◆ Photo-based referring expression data
################

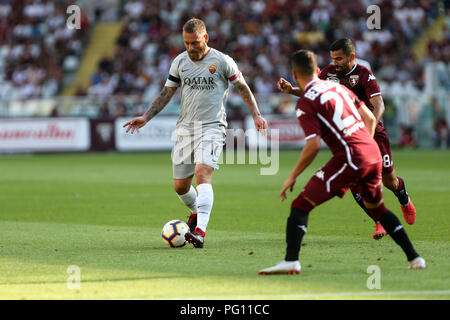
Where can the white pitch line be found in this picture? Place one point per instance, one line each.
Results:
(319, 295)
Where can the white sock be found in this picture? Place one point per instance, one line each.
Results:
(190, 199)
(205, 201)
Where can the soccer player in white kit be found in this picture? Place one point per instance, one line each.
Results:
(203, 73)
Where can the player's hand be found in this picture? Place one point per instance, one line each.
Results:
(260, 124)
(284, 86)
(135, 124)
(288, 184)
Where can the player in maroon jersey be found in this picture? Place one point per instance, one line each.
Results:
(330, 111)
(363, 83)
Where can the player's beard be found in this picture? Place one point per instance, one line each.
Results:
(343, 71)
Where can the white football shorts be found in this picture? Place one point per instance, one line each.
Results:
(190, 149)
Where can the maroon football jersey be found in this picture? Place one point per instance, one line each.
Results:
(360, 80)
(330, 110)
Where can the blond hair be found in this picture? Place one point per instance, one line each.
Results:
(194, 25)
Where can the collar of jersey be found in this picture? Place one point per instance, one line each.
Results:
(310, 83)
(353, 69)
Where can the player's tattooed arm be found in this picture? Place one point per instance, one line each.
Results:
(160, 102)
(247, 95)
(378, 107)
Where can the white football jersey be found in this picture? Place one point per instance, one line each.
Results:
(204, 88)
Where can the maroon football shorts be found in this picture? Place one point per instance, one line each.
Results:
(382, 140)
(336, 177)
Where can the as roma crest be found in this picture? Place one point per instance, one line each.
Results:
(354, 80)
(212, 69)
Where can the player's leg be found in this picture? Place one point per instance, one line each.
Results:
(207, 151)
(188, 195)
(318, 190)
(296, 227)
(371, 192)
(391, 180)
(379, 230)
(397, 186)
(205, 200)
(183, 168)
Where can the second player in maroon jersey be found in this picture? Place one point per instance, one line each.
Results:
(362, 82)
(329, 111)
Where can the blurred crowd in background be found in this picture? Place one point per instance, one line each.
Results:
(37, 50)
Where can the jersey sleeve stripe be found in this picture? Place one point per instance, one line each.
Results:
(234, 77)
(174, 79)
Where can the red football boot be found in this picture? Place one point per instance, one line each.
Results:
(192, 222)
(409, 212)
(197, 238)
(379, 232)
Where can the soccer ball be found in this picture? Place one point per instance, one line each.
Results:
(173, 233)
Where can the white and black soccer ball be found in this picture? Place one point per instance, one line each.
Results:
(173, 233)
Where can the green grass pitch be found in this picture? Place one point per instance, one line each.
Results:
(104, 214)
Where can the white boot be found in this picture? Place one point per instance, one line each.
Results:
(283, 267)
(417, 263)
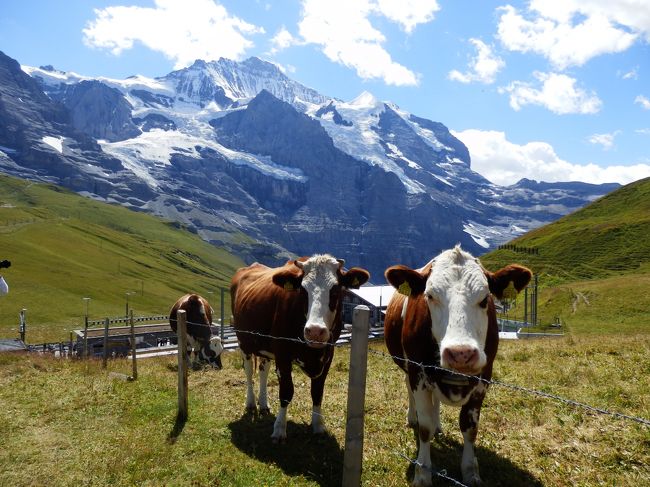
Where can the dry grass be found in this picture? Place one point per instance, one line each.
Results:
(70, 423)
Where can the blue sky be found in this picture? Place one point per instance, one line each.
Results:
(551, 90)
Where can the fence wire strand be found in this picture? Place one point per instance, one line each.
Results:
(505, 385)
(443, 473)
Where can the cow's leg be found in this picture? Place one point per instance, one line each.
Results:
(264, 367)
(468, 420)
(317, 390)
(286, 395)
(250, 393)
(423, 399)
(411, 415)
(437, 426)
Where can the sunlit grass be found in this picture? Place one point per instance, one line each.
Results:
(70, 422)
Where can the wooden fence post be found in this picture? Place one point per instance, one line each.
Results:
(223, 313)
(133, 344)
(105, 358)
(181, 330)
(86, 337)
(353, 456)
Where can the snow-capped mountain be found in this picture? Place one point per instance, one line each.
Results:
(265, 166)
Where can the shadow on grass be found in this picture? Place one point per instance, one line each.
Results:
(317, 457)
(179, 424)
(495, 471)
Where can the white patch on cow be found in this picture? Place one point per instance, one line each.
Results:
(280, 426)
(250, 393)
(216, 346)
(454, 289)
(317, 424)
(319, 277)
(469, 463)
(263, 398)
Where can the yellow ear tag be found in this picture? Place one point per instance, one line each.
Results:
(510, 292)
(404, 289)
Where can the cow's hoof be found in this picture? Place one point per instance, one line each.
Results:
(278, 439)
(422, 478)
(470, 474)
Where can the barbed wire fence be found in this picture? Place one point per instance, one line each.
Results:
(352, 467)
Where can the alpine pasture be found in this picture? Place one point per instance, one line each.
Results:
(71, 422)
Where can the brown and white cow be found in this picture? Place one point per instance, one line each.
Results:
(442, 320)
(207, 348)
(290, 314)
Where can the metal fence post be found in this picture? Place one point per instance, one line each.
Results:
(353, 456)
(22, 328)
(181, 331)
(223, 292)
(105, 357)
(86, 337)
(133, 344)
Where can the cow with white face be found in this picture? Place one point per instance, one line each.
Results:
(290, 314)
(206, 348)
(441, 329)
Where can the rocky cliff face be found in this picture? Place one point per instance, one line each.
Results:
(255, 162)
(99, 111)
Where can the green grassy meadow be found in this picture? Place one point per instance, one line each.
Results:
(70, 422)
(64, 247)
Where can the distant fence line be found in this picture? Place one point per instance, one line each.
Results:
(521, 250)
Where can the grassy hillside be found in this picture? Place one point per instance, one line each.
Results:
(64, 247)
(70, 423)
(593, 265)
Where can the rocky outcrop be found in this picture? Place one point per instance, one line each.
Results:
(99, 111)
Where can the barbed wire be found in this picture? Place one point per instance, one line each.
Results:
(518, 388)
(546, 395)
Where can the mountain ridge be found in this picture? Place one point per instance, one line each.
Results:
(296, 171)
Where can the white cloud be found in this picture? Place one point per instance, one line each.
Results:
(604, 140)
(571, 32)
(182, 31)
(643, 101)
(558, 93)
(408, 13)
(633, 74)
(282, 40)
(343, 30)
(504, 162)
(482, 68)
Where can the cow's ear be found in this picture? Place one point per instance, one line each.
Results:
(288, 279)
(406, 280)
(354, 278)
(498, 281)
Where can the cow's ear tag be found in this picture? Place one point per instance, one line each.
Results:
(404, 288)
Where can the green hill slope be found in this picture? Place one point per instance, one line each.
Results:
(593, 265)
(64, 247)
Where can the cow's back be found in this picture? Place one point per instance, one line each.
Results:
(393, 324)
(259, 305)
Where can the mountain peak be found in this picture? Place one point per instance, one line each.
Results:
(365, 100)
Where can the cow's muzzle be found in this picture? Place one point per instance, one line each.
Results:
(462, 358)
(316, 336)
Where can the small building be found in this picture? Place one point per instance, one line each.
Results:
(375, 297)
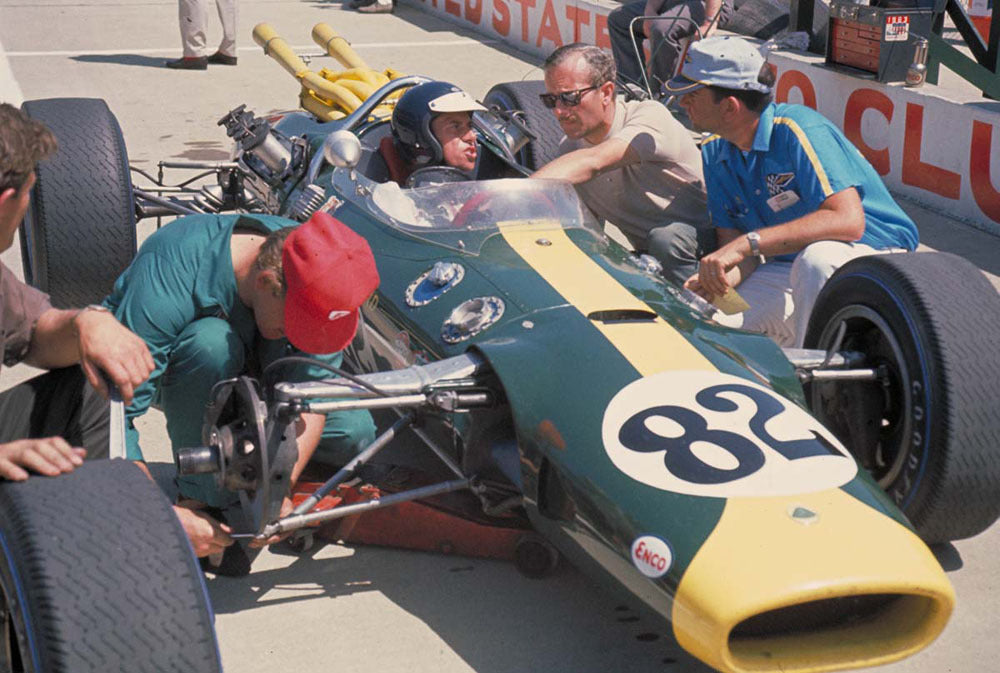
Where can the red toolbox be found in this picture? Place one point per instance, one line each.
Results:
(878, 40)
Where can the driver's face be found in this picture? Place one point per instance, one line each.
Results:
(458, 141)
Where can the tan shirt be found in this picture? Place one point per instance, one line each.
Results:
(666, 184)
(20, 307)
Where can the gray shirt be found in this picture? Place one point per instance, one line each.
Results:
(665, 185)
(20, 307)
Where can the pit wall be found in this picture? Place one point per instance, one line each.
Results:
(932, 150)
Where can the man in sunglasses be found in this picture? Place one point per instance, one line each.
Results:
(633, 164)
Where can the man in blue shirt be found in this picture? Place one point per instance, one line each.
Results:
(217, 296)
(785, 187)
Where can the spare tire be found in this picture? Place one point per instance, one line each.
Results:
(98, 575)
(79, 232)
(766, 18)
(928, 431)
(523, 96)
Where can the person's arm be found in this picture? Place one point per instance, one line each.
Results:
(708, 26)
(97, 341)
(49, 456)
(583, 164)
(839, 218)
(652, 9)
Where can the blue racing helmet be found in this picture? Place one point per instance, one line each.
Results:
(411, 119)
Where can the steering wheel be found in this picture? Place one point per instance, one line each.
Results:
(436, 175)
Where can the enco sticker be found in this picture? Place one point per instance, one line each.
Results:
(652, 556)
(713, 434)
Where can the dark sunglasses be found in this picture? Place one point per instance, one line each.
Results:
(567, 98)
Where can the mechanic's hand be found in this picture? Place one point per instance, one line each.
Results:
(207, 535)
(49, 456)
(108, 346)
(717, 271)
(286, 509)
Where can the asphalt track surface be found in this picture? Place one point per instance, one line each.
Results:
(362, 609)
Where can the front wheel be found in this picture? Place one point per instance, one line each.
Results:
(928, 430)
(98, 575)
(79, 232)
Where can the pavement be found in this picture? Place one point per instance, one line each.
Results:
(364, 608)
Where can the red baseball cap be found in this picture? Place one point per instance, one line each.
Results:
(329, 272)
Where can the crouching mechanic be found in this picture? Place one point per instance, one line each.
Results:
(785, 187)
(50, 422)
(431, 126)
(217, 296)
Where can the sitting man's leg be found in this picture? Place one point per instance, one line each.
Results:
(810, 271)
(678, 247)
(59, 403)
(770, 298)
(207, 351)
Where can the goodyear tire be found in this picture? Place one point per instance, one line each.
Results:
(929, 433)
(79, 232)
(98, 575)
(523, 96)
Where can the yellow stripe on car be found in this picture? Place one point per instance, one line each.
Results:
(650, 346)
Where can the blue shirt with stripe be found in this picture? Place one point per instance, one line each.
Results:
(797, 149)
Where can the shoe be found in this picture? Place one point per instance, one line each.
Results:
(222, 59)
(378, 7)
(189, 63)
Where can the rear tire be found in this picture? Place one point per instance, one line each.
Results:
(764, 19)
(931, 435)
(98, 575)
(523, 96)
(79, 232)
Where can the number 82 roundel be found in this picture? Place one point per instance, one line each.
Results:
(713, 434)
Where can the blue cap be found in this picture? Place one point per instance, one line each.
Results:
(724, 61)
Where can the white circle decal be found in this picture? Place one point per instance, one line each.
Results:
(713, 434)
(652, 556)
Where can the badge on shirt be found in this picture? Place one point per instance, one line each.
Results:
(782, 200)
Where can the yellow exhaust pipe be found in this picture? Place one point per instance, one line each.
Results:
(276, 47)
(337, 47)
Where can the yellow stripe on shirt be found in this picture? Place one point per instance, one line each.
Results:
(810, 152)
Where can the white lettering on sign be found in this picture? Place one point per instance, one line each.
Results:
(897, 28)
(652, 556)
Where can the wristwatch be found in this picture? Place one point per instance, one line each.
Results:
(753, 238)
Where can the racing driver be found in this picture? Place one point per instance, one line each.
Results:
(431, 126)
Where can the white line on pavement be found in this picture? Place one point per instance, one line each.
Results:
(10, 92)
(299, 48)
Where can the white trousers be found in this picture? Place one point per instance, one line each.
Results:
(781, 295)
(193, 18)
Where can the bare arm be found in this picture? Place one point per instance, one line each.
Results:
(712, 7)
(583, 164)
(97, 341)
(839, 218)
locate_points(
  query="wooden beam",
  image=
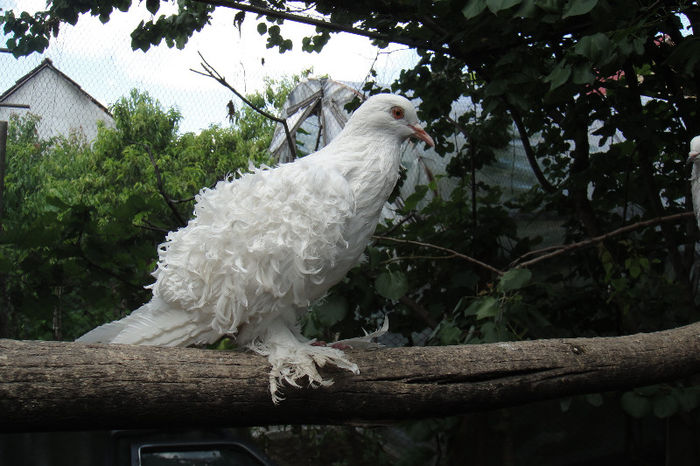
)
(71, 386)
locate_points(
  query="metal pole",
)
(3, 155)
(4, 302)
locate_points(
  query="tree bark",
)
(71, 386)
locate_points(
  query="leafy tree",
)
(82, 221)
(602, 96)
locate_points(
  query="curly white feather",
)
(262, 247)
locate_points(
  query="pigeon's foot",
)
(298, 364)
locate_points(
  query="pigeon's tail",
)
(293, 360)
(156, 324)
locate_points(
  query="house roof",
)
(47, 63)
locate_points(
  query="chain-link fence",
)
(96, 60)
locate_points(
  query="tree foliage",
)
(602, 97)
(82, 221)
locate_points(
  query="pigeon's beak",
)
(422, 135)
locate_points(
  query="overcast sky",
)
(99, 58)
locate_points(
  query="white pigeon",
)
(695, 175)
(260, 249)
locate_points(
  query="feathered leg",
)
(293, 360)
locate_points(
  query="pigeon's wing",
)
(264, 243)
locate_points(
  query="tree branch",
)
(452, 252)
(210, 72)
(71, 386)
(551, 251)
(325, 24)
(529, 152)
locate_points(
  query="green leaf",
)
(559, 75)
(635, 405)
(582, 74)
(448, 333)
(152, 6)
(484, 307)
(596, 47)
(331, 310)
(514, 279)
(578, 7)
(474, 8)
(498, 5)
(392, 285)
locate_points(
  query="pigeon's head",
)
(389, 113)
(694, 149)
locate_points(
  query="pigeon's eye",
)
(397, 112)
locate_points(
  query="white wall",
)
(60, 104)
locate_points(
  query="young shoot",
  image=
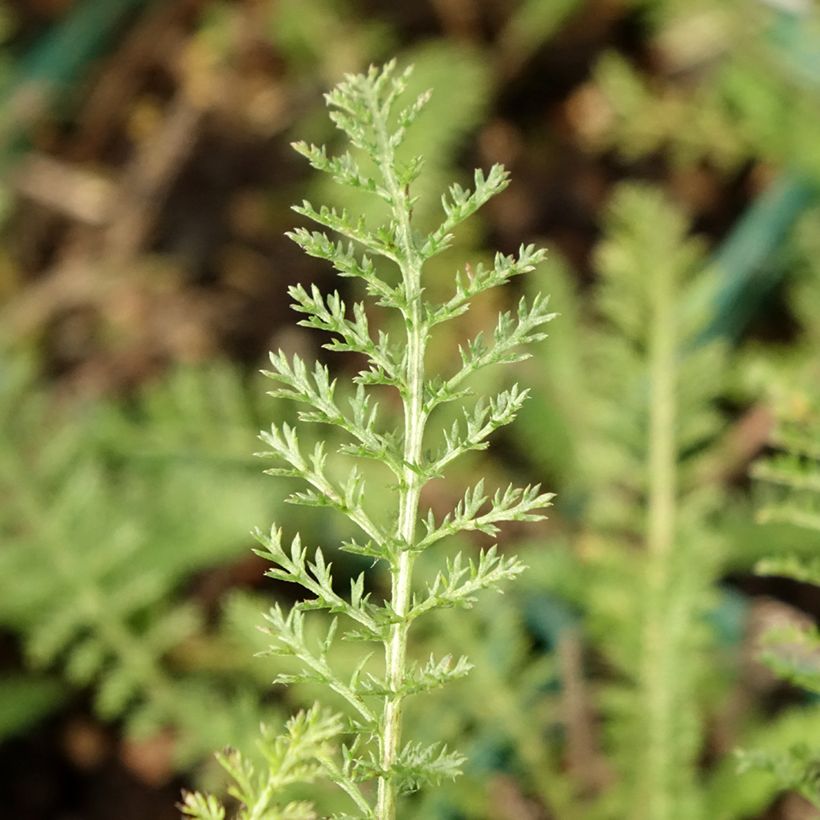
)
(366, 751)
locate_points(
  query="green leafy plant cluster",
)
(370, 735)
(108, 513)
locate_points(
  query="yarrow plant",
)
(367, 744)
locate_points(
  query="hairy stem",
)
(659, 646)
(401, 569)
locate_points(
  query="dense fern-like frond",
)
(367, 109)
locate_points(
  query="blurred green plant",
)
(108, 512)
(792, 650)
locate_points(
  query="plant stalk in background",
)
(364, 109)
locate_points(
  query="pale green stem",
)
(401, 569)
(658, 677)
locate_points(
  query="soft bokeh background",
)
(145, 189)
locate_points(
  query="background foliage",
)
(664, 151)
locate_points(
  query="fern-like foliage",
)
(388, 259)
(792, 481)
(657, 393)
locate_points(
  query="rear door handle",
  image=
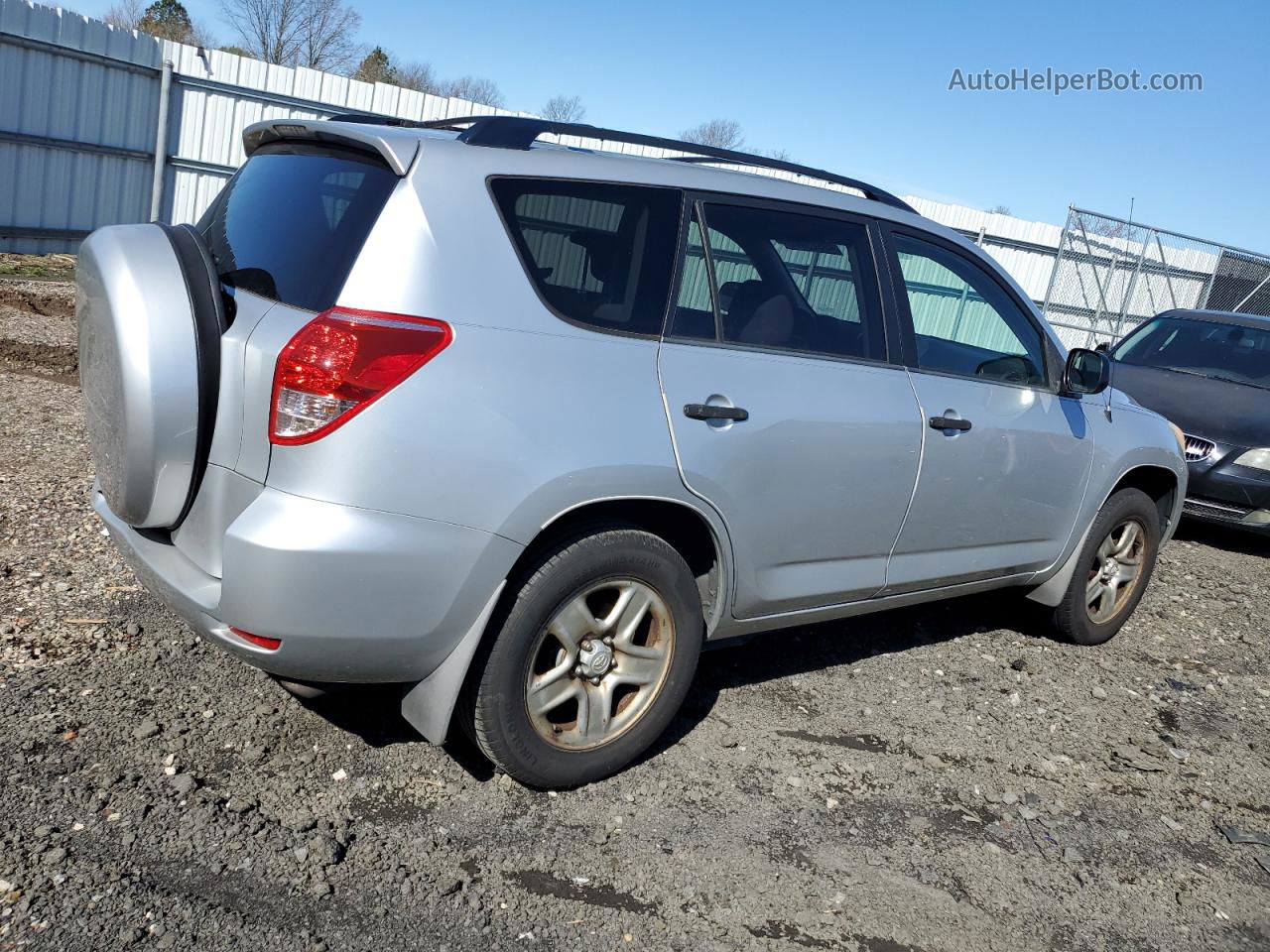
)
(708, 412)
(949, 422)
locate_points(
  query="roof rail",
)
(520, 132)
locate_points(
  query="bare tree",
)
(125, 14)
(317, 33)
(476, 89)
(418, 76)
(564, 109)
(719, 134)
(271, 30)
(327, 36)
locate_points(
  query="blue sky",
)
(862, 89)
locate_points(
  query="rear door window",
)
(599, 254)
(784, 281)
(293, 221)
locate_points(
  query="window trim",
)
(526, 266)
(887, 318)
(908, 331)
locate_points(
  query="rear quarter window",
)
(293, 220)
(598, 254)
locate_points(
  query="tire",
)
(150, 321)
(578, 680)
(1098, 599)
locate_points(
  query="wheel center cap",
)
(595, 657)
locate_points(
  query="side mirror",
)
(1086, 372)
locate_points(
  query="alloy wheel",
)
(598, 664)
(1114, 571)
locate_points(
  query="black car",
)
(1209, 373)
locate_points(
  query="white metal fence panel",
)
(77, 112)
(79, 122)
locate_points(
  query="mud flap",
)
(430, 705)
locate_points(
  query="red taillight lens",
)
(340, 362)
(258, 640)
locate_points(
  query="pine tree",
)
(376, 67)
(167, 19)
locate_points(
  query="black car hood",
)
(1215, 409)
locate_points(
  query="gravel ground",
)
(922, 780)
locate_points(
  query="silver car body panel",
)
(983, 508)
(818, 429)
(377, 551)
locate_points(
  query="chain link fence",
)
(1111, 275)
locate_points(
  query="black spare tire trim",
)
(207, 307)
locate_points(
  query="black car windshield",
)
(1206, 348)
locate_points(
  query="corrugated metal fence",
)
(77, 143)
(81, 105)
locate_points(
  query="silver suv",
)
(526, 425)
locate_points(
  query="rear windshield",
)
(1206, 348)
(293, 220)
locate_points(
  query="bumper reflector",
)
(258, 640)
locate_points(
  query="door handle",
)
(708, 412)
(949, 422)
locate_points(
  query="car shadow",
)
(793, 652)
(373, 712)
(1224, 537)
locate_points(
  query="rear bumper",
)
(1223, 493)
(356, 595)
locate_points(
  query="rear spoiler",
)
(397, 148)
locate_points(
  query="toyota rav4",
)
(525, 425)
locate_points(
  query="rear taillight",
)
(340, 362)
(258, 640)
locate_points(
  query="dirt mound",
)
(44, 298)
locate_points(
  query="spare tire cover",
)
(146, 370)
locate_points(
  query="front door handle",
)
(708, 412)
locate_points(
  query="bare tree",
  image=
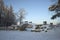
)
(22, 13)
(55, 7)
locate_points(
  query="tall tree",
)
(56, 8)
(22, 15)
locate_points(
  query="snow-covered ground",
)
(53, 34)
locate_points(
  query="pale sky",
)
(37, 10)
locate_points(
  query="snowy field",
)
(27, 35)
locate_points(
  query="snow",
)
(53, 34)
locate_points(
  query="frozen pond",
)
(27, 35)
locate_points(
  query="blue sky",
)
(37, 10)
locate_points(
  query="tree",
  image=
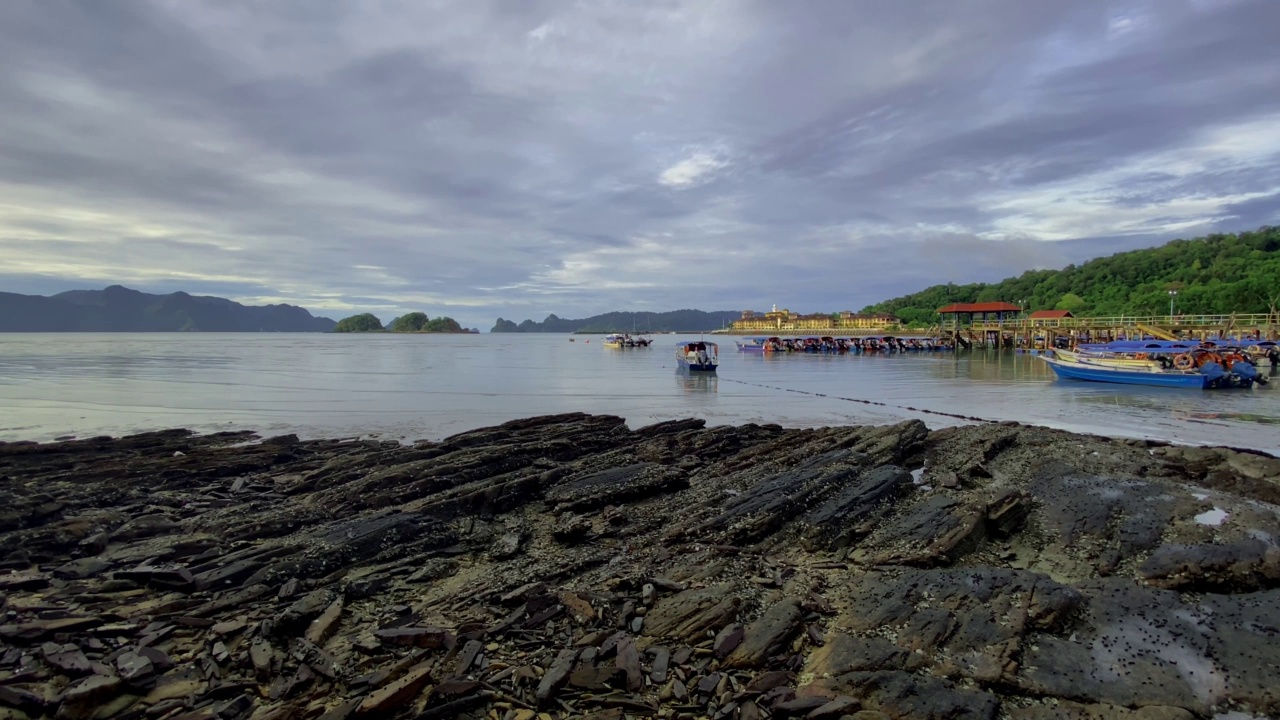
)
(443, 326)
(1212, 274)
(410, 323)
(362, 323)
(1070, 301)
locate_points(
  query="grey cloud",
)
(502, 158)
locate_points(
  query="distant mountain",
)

################

◆ Activity
The reply should hold an exact repeat of the entries from their opening line through the line with "Where can the soccer player", and no pictures at all.

◆ Completed task
Where can the white pitch line be found in this picture? Place one point per instance, one line each.
Results:
(319, 295)
Where can the white sock be found in this picture? Place one point per instance, one line each.
Results:
(190, 199)
(205, 201)
Where can the soccer player in white kit be found in this picture? Place one point per instance, one line each.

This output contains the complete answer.